The tasks
- A) In the piece on Gadsden's early architects, why was it natural for the Episcopal Church in West Gadsden to take on the look of an English cathedral? Answer in one to three sentences.
- B) Carry on the piece on Gadsden's early architects from its final sentence.
>> Begin Source text
By Danny Crownover
Gadsden’s very first architect was W. H. Willett, who located here around 1887. One of his big jobs was the new Episcopal Church in West Gadsden, which, it was claimed, took on the aspect of an English cathedral.
That was quite natural, for Mr. Willett came from England where he attained distinction in his line. He was a professor of architecture, painting and the science of construction at South Kensington Museum, London, and a member of the London Society of Architects before coming to America.
He was a member of the Western Association of Architects and of the Alabama Association of Architects in this country. Old-timers will recall the walls of his office in the Herzberg building were plastered with paintings that this many-sided man executed at odd moments. He was a real artist.
Alexander Duncan Simpson, an architect from Scotland, came to Gadsden one year after Mr. Willet arrived and became associated with him for some time.
One of the most interesting and lovable of the old-timers of Gadsden, Simpson was an accomplished architect who had much to do with the building of Gadsden after locating here in 1888.
>> End Source text
>> Begin Data lines
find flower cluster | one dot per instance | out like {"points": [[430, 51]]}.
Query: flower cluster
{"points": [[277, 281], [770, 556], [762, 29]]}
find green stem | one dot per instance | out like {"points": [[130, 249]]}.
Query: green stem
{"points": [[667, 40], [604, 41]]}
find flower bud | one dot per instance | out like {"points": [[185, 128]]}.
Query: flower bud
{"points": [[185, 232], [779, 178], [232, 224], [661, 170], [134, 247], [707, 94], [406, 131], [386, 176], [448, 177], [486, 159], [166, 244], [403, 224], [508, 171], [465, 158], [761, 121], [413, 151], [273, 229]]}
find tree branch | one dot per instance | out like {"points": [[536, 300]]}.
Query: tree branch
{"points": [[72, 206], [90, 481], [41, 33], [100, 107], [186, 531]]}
>> End Data lines
>> Begin Data lines
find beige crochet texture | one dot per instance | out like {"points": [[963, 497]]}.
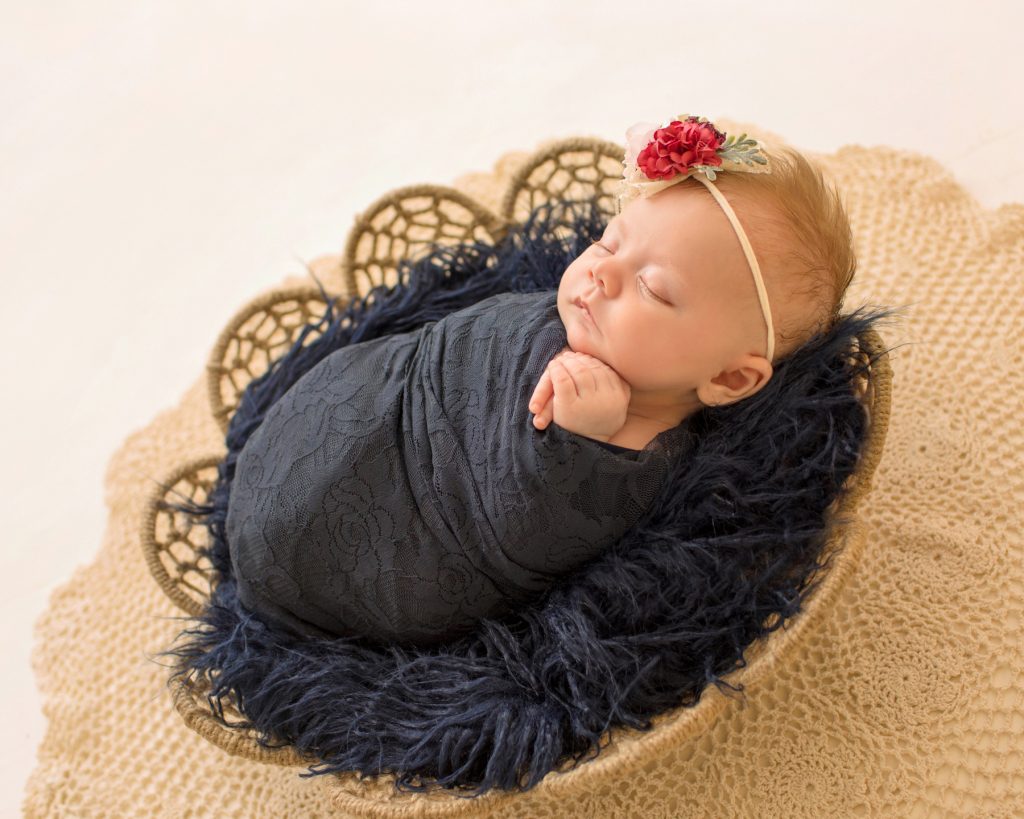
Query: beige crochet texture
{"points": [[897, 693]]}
>> End Data lines
Task responses
- A) It was natural because its architect, W. H. Willett, came from England, where he had attained distinction in his line. There he was a professor of architecture, painting and the science of construction at South Kensington Museum, London, and a member of the London Society of Architects.

- B)
He was born in Govan, Lanark, near Glasgow, Scotland, on May 22, 1862, where he was apprenticed as a designer and builder of ships before he was 12 years old. He learned office construction and shop work thoroughly. Simpson was the son of Robert Simpson and Jane Duncan Simpson of Scotland.
Simpson came to America in 1881, arriving in New York City on the ship Assyria.
He then located at St. Louis, Missouri, where he accepted a position with James Stewart, a pioneer architect and builder of that city.
After meeting with success in his first venture in this country, he relocated to Mississippi to become foreman for Tom Packer, an extensive contractor and builder of that state.
Mr. Simpson later moved to Birmingham to become a skillful architect and draughtsman in the office of Sutliff, Armstrong & Wilcott, one of the big architecture firms of the day.
He was subsequently made construction foreman for the Carolina Real Estate and Construction Company of Bessemer and was active in the building of that booming city.
On July 21, 1889, he married Annie Bertha Ansley (1872–1935) in Birmingham. He died in Attalla on February 5, 1935 and is buried in Forrest Cemetery.
Alexander Duncan Simpson became a well-known architect in Gadsden. In just a short time after he located here in 1888, he became the leading architect and builder of the city.
He designed the Dwight Cotton Mill in 1895, with homes for officers and cottages for the workmen, several high schools and elementary schools and many residences.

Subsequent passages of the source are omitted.